> [GOAL]:
Report how many lines in the rows below contain the string "branch". Give only the number.

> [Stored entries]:

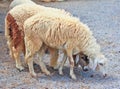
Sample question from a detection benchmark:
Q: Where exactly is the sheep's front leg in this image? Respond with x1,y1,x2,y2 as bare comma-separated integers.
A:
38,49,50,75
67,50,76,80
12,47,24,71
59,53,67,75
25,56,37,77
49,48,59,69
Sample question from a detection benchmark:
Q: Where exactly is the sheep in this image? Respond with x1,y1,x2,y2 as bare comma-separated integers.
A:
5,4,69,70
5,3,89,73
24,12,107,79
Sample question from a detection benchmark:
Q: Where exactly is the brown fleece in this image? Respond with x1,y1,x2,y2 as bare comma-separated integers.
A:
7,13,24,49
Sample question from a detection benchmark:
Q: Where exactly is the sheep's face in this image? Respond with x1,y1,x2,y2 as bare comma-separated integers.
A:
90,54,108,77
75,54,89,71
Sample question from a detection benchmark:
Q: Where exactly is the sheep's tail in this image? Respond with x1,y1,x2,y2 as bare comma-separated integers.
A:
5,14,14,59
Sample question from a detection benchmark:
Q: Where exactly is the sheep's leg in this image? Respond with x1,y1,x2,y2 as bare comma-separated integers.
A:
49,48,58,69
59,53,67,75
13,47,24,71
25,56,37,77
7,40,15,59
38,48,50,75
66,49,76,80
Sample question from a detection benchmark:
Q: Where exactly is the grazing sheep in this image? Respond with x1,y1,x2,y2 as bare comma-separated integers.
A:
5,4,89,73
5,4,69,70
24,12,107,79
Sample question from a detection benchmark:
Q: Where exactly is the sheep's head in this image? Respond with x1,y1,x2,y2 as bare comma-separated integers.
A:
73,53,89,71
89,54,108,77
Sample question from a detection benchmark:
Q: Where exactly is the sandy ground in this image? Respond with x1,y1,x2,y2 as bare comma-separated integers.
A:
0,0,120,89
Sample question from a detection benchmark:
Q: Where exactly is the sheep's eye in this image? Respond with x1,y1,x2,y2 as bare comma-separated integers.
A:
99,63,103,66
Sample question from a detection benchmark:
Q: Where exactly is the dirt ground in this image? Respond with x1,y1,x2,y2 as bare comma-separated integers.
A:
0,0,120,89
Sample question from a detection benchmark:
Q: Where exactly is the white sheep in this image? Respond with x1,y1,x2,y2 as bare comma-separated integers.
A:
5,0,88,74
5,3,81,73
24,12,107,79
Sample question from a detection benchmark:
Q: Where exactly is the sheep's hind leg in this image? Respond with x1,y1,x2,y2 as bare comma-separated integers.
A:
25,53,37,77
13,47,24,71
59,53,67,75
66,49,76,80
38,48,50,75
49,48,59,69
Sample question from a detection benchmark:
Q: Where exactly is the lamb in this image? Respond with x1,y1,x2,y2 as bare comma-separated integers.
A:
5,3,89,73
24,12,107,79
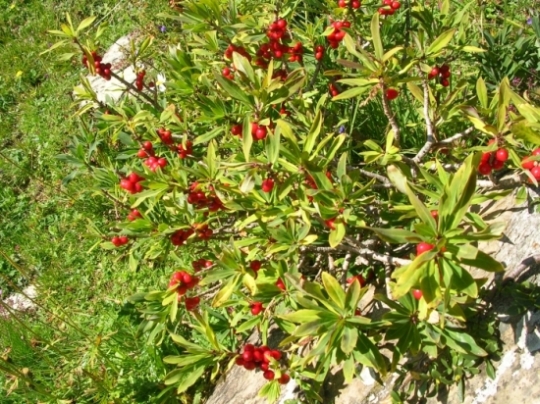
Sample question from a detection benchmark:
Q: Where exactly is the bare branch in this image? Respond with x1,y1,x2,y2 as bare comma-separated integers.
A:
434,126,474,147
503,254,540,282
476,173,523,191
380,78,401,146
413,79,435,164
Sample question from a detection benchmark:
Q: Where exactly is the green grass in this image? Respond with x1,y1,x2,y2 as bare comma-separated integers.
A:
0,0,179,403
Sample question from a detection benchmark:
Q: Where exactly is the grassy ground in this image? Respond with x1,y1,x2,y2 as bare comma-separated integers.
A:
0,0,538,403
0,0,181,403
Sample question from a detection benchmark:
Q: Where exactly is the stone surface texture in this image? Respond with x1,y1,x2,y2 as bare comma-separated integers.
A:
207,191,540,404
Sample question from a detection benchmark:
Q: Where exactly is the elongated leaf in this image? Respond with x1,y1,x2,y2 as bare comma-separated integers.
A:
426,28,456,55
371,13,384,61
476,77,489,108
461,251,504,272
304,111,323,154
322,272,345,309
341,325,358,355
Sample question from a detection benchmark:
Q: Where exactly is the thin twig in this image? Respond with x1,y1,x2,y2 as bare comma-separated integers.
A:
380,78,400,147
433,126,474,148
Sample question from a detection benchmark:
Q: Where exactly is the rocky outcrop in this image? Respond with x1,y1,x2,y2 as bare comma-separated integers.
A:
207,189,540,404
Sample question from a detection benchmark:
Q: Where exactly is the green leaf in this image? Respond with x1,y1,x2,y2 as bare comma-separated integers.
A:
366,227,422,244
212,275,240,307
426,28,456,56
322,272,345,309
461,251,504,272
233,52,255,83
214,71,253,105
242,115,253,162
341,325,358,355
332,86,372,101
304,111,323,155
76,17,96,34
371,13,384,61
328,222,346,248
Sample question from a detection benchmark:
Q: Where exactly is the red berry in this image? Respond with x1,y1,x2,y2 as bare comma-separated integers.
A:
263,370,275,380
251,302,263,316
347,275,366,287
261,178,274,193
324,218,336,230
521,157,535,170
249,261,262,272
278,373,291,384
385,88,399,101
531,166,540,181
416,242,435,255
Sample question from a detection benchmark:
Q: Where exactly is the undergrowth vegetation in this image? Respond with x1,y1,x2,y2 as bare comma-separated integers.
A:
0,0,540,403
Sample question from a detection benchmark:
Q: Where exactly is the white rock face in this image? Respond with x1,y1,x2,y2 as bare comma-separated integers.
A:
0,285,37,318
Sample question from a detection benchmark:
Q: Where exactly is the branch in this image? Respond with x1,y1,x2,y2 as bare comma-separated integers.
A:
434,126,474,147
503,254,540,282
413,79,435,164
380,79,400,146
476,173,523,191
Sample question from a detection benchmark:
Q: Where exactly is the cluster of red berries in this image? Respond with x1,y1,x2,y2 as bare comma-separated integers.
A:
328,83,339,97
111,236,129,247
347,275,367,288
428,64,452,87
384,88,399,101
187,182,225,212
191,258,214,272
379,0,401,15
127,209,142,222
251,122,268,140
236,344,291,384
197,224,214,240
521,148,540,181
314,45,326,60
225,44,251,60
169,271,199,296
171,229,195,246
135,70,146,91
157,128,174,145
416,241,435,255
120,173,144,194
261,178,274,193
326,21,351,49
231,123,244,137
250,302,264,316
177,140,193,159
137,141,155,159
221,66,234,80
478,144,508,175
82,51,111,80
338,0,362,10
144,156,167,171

> [PROBLEM SOLUTION]:
2